AIM OF THE EXERCISE:
Retype each of the following records word for word, without changing anything.

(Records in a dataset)
※

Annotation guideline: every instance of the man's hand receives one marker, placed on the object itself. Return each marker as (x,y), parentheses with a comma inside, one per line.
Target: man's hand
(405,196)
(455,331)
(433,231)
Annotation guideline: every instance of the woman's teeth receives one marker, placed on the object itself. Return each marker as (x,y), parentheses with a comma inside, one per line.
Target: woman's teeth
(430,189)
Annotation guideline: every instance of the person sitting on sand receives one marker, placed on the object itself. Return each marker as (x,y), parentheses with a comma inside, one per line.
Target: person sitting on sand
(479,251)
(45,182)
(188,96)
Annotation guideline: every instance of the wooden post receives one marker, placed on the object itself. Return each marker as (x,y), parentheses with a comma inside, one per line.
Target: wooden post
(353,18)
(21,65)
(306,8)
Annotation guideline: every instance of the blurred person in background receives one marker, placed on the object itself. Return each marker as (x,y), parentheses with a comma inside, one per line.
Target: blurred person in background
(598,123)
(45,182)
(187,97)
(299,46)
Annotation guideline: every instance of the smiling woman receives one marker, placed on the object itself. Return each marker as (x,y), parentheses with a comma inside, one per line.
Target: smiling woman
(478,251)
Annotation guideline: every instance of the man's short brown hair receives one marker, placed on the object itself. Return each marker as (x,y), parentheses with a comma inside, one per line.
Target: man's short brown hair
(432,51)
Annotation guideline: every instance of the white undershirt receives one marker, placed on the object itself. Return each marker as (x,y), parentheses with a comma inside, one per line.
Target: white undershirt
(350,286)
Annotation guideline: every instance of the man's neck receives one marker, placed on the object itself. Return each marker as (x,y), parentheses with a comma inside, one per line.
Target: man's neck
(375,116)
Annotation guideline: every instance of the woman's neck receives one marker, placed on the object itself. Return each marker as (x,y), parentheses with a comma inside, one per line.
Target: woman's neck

※

COMPLETE ANSWER:
Annotation guideline: every instance of the man's hand receives one marker, placed on the object itself. Return each marker as (x,y), parentheses with a comma inside, one per line.
Target: man's hand
(405,196)
(455,331)
(433,231)
Annotation guideline: every instance of the woman's teeth receives one marker, placed on the object itself. Return each marker as (x,y), parentheses with a comma inside, one per line.
Target: woman's teeth
(430,189)
Annotation guideline: every instance of the person sitting on sand receives one marker, placed on the object itself. Return each marker as (x,y), parentheses with a comma inside, one per line.
Target: person sitting on sand
(479,251)
(45,182)
(188,96)
Annotation guideline: every instance of the wooden post receives one marker, placed on the object itself. Return each marker as (x,y), parentheses with a comma inside, one per line.
Target: wooden post
(353,18)
(21,65)
(306,8)
Annotation guideline: every instance of the blurred person in background receives one marker, placed on the object itself. Return each marker as (x,y), parentheses with a comma inside, one per line.
Target: blurred person in background
(598,123)
(45,182)
(187,97)
(299,46)
Annotation guideline: every instance of the smiling woman receives one marker, placed on the object itself. Return each marker as (x,y), parentheses with a comma inside, one per line.
Target: smiling woman
(478,251)
Annotation guideline: every instance of the man's short brown hair receives one marker, placed on the object itself. Return each marker as (x,y), parentheses with a comma inside, one per line.
Target: man's short brown hair
(432,51)
Annotation guideline: every instance of the white undershirt receives one marker, placed on the object itself. Return each marker as (x,y), parentheses with a comma inside, one per line.
Target: white undershirt
(350,286)
Annotation guideline: every instance of the man's neck receives one marker, placed on the object itself. Return each marker as (x,y), parentheses with a comma inside, one per line.
Target: man's neck
(375,116)
Annotation guideline: every instance of the woman's neck receives one marker, placed on the object itself. Return each marker as (x,y), parentheses with a comma inside, one per line.
Target: woman's neck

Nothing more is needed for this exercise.